Data records:
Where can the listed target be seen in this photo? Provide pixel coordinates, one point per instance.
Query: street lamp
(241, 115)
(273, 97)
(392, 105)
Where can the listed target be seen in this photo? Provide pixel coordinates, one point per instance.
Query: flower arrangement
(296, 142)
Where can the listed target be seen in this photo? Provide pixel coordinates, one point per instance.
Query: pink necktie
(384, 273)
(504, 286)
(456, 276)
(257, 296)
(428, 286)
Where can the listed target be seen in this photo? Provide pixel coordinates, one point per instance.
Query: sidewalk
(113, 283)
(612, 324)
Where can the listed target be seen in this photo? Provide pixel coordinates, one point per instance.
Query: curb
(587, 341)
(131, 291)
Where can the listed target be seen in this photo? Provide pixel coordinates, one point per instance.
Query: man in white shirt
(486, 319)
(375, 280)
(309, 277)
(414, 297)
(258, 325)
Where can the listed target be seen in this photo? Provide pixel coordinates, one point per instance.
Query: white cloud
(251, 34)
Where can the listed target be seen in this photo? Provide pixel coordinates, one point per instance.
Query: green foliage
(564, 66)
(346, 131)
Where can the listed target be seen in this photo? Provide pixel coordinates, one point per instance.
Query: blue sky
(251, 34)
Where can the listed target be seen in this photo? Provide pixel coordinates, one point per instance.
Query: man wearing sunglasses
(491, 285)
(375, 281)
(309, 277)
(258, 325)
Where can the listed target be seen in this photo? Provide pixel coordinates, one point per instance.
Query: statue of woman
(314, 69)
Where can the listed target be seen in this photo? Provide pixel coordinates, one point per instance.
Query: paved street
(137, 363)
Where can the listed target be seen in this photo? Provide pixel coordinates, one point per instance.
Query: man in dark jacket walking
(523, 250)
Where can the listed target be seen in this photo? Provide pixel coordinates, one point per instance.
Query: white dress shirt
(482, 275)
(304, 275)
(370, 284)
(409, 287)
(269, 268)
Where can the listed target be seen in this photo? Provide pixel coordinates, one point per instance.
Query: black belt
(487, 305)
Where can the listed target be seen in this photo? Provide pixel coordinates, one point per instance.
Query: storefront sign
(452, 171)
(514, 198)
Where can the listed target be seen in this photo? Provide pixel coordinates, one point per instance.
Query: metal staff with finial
--
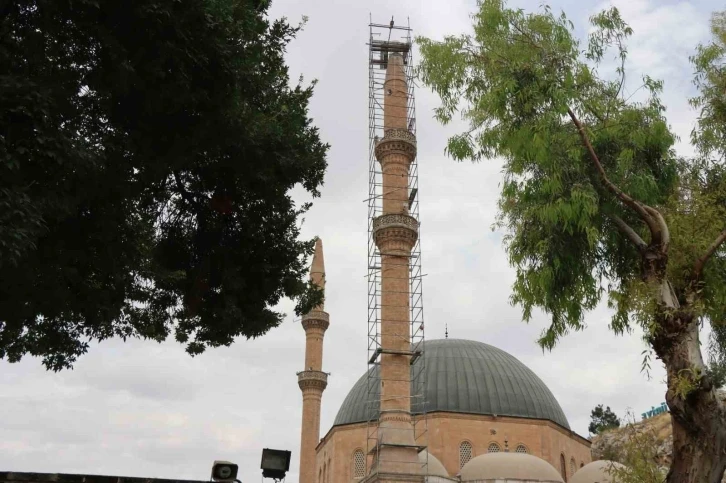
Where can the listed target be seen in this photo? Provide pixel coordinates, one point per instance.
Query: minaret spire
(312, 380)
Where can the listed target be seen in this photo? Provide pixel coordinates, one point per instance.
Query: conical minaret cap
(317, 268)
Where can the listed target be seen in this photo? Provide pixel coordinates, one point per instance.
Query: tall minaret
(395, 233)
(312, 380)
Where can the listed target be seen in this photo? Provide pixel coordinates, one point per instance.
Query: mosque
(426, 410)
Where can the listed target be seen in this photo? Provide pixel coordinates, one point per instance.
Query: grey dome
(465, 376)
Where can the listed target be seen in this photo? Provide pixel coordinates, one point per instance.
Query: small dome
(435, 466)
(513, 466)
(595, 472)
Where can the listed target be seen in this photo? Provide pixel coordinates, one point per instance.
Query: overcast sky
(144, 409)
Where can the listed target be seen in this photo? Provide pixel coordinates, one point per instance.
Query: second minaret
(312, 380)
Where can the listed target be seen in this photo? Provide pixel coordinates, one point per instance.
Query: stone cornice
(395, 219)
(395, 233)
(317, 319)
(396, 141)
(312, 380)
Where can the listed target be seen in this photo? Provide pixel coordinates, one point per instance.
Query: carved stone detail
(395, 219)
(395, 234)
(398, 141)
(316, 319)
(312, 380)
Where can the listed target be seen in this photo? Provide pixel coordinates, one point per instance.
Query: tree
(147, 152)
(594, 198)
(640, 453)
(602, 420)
==
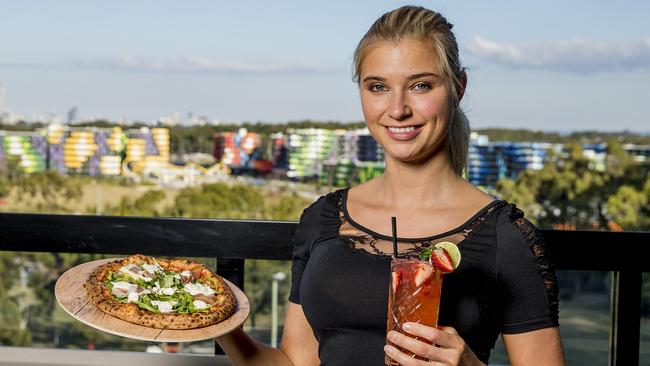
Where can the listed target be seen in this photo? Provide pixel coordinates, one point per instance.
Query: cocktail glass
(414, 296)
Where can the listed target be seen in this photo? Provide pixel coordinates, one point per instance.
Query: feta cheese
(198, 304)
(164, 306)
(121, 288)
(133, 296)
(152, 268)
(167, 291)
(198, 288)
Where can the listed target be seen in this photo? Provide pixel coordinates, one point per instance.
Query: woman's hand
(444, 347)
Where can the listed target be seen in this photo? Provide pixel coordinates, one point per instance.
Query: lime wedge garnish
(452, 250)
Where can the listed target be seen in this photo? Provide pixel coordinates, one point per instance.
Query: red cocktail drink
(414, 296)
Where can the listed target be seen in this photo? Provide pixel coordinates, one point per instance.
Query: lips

TASK TO COMPLETE:
Please return only the lines above, starting at the line that has "Query: woman's hand" and ending at the line that has "Query: lips", keeping both and leaving each one unchanged.

TASK SOLUTION:
Query: woman's hand
(444, 347)
Where can the listed target be seen in this photo? Provide pixel coordinates, one point per instance.
Query: lime wedge garnish
(452, 250)
Where can the listed target be seen in this photo? Provide pixel coordinates, one point per instance.
Query: red cocktail drink
(414, 296)
Where can the listed target be seen in this photo? Provide pixel coordinates, one point per instance.
Query: lips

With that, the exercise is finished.